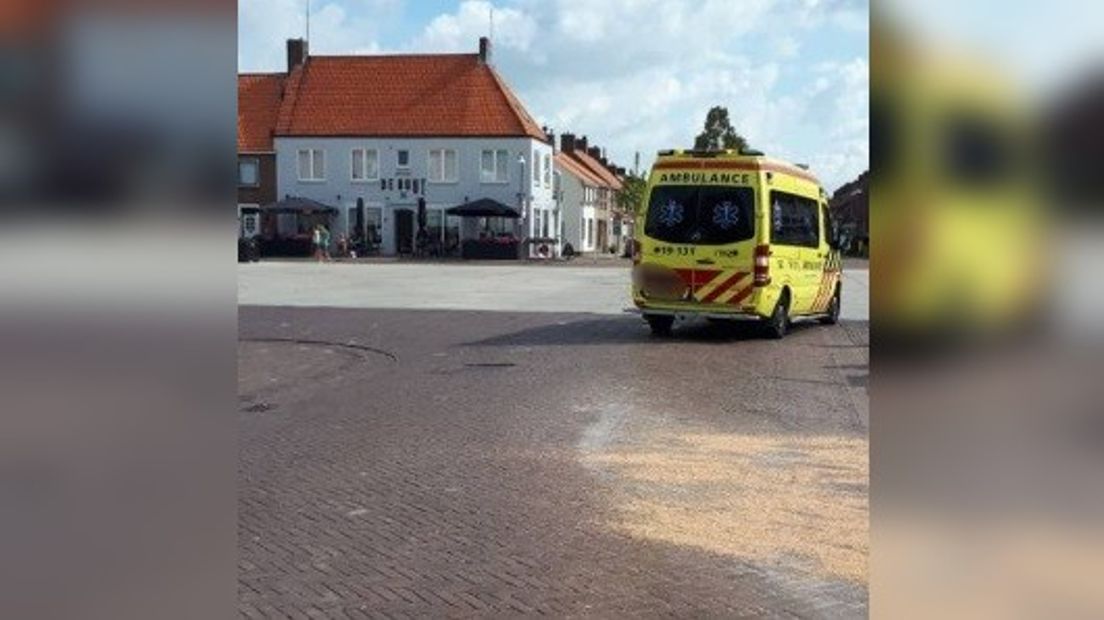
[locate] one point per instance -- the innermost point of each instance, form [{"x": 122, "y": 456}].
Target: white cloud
[
  {"x": 265, "y": 25},
  {"x": 639, "y": 75},
  {"x": 457, "y": 32}
]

TO BE DONE:
Can you print all of the material above line for line, leaving out the picture?

OUTPUT FOR THIS EXERCISE:
[locate] one point per instance -- the innermost point of each instance, form [{"x": 122, "y": 456}].
Target: white cloud
[
  {"x": 265, "y": 25},
  {"x": 639, "y": 75},
  {"x": 457, "y": 32}
]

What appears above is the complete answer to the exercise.